- [Activity]
Copy out exactly the lines that begin with the one containing "Would you be able to tag the green leaf for" and continue until the last line of the material.

- [Given information]
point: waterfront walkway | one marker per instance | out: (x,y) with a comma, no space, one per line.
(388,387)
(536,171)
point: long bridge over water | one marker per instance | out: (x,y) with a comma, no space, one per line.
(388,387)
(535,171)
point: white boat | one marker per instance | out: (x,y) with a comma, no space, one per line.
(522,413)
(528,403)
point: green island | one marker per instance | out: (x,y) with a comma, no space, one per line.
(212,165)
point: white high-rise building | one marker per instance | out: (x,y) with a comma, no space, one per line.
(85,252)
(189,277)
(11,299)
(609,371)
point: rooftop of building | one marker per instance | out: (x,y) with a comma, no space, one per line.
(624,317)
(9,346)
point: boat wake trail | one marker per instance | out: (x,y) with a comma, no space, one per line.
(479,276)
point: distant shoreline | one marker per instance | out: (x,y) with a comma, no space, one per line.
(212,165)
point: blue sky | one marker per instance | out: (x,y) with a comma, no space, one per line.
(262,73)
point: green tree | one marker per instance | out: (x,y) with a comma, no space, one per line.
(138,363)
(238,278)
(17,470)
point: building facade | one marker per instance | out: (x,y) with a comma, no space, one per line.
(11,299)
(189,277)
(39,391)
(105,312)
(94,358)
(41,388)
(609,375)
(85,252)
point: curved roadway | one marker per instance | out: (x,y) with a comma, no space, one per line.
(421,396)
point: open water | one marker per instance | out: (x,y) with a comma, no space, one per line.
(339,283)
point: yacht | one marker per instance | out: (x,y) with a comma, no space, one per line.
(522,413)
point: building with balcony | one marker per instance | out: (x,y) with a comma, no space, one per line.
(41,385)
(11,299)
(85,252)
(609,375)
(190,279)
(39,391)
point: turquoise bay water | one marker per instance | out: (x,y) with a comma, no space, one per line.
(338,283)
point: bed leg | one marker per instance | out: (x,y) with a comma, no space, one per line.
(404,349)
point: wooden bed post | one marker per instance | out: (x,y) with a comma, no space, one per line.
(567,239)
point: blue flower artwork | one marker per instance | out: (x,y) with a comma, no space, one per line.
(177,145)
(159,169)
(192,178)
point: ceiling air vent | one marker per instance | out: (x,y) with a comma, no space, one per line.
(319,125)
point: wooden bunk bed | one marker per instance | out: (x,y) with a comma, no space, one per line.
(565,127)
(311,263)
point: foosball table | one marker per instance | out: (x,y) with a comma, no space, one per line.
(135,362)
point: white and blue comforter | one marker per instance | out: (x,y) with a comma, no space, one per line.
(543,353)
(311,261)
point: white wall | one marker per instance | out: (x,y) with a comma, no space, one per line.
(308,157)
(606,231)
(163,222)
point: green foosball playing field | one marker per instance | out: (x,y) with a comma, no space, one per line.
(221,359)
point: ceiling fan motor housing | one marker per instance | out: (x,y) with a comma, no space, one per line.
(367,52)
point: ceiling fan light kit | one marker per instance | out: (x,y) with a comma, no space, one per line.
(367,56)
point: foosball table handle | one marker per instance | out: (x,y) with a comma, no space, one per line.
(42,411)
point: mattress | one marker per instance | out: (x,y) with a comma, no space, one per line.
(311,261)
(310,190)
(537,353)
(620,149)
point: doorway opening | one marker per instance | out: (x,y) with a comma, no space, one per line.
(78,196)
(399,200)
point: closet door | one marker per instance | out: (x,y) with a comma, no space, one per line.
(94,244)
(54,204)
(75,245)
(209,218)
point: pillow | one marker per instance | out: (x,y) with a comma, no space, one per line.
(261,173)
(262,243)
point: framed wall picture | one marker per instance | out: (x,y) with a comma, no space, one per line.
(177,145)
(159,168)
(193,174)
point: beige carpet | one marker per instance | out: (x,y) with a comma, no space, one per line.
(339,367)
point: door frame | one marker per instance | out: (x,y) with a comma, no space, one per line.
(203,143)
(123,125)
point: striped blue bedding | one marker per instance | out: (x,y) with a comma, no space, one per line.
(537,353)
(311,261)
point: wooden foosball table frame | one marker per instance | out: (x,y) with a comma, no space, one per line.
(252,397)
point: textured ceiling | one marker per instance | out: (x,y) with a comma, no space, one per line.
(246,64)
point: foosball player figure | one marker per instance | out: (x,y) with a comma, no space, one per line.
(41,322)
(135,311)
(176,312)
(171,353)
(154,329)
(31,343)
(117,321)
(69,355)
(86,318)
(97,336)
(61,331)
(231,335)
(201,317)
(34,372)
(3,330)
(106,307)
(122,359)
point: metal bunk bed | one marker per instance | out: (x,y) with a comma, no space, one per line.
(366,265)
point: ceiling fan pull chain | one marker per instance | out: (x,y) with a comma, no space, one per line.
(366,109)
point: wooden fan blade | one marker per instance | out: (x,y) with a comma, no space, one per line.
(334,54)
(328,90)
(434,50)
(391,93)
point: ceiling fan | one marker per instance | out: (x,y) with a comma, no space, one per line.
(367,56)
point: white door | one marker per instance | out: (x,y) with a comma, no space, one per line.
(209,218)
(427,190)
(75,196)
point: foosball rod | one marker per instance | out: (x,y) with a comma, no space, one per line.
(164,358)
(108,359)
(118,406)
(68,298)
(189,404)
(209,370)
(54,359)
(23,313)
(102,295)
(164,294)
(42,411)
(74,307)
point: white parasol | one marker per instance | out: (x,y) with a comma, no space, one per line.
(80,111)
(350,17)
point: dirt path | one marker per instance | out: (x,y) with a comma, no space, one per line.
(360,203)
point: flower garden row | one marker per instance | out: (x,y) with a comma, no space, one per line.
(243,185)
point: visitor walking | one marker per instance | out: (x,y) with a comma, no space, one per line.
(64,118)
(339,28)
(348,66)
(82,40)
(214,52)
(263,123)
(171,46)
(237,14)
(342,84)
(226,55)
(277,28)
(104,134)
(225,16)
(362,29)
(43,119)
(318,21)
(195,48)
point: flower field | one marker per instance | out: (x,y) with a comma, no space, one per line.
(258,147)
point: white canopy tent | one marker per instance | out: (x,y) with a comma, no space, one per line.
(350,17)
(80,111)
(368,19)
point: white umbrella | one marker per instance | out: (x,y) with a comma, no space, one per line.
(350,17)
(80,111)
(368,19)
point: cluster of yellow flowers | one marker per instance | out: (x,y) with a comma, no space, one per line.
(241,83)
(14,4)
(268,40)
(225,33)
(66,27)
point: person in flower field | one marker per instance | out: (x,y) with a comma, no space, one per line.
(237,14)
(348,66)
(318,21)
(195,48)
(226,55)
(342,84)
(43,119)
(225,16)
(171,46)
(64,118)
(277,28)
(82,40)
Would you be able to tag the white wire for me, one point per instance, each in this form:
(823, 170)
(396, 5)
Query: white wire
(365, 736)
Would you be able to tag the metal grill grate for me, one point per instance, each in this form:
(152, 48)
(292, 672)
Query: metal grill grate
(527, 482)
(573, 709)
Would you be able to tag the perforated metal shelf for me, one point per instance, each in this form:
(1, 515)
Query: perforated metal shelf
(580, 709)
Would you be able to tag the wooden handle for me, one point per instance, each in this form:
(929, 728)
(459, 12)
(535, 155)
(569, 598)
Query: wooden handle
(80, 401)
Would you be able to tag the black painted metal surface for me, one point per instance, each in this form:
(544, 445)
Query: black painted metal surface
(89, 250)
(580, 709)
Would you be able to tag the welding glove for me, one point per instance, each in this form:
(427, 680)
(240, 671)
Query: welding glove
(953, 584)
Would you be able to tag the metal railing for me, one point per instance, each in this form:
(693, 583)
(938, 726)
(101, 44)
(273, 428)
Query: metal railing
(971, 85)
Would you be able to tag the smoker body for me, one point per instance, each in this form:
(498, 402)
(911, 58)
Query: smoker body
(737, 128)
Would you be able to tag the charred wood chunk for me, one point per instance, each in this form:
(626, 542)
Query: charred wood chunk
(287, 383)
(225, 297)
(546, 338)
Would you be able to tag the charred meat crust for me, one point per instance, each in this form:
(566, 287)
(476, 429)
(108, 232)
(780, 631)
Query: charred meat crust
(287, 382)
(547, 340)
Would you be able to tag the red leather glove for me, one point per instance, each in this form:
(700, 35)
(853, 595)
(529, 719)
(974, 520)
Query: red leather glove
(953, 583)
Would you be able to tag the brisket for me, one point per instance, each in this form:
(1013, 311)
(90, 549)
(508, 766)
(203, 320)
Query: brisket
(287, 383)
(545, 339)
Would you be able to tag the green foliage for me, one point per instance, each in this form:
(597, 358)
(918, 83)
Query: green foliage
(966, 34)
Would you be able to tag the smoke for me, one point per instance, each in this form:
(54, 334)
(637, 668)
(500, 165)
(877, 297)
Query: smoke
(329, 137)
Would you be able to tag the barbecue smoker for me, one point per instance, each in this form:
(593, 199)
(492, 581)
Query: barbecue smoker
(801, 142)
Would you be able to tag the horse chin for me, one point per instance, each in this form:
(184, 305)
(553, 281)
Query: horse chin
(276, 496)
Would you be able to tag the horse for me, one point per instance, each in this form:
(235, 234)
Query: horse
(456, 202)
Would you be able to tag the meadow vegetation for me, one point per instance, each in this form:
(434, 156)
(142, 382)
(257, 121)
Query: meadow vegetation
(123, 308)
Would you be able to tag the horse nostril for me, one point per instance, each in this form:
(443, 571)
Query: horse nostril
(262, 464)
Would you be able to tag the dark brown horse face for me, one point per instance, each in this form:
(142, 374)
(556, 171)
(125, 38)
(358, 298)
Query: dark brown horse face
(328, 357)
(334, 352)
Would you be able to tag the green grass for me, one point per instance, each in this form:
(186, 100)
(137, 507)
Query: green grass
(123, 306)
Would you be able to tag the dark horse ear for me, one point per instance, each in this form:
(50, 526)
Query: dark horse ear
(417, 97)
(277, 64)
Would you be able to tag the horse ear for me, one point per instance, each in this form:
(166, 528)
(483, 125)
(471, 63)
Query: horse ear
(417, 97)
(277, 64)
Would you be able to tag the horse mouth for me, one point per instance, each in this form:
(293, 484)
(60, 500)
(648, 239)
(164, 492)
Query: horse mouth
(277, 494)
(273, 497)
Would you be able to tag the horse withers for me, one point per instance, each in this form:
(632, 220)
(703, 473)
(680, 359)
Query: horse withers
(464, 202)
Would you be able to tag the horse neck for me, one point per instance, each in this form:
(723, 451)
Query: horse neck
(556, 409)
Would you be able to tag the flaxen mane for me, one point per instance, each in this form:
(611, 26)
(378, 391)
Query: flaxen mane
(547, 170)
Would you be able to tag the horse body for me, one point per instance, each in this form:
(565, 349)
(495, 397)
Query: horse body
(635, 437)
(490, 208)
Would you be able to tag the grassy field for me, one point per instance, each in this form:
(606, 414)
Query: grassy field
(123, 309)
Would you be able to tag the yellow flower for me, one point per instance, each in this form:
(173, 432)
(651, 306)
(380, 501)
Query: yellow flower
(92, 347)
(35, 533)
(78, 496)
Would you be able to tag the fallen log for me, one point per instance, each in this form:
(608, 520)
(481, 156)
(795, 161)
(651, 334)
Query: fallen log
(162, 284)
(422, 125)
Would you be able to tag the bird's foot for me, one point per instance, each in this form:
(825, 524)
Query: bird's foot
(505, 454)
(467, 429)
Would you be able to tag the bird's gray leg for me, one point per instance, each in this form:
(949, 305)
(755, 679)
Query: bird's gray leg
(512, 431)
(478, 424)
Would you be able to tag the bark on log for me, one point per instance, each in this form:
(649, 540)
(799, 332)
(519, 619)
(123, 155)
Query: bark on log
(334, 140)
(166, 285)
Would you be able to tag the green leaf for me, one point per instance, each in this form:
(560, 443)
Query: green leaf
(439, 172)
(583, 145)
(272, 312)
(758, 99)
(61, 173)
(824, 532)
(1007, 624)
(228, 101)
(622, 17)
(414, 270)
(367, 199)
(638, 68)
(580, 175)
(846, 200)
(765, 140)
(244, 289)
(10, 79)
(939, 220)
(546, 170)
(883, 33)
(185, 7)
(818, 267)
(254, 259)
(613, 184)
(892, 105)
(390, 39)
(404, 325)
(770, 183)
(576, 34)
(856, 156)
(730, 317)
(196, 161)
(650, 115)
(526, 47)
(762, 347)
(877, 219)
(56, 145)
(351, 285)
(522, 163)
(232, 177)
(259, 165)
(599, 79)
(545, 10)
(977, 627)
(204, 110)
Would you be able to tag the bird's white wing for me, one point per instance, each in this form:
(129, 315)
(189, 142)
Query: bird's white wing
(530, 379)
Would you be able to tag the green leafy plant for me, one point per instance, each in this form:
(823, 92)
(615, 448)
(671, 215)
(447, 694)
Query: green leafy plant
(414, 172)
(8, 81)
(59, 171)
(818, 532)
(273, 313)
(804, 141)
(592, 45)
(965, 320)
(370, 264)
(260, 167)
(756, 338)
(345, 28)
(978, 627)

- [Solution]
Would you be able to tag the green leaf for me, one point per instance, each in this form:
(560, 443)
Query: green leaf
(439, 172)
(583, 145)
(272, 312)
(758, 99)
(61, 173)
(824, 532)
(1007, 624)
(228, 101)
(622, 17)
(414, 270)
(367, 199)
(638, 68)
(580, 175)
(846, 200)
(765, 140)
(244, 289)
(10, 79)
(939, 220)
(546, 170)
(883, 33)
(185, 7)
(818, 267)
(254, 259)
(613, 184)
(892, 105)
(390, 39)
(404, 325)
(770, 183)
(576, 34)
(856, 156)
(730, 317)
(196, 161)
(650, 115)
(526, 47)
(762, 347)
(877, 219)
(56, 145)
(351, 285)
(522, 163)
(232, 177)
(259, 165)
(599, 79)
(545, 10)
(977, 627)
(204, 110)
Would you be able to tag the bird's white wing for me, one point per instance, each in this form:
(129, 315)
(189, 142)
Query: bird's white wing
(530, 379)
Would you be able to tag the green leafy plant for me, one point per instance, each in this form:
(823, 92)
(615, 448)
(671, 215)
(447, 694)
Query: green leafy plant
(414, 172)
(8, 81)
(59, 171)
(818, 532)
(273, 313)
(804, 141)
(592, 45)
(965, 320)
(370, 264)
(260, 167)
(756, 338)
(345, 28)
(978, 627)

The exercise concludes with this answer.